+++ Provided entries

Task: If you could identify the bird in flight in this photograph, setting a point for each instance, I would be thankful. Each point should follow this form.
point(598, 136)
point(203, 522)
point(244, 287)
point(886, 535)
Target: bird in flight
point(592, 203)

++++++
+++ Provided entries

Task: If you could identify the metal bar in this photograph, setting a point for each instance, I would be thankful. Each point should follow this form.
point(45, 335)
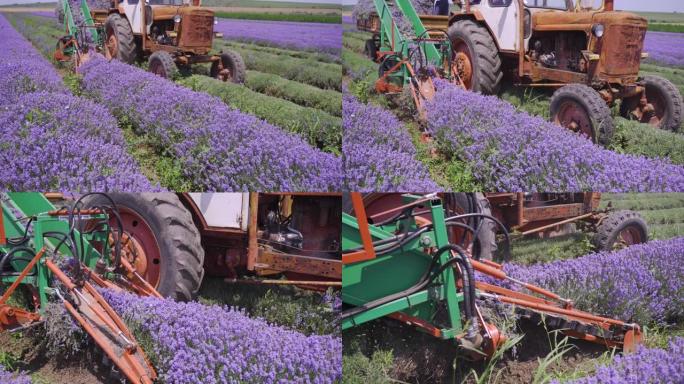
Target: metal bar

++++++
+++ Provided entries

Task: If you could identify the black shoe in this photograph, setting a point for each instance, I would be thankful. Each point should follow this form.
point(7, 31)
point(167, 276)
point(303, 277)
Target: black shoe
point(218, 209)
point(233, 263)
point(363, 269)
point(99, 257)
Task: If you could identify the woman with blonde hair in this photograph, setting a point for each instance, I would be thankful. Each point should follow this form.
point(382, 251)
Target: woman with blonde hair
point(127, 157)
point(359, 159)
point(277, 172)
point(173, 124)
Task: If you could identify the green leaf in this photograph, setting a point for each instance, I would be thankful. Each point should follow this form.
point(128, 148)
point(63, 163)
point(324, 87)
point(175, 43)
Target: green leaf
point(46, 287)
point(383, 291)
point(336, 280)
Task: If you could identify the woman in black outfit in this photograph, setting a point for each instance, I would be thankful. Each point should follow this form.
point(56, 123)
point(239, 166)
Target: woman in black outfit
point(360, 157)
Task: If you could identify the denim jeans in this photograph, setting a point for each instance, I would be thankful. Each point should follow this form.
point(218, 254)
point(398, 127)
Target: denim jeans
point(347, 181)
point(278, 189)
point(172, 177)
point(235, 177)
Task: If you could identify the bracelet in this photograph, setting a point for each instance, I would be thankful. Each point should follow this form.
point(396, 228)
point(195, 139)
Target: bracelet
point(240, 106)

++++++

Problem requirements: Every line holding the word "metal" should be copied out of the records above.

Written answer:
Task: If you could identify the metal bar in this photograph, setting a point for each instance, I would be thankful. Each point should follow this form.
Target: metal bar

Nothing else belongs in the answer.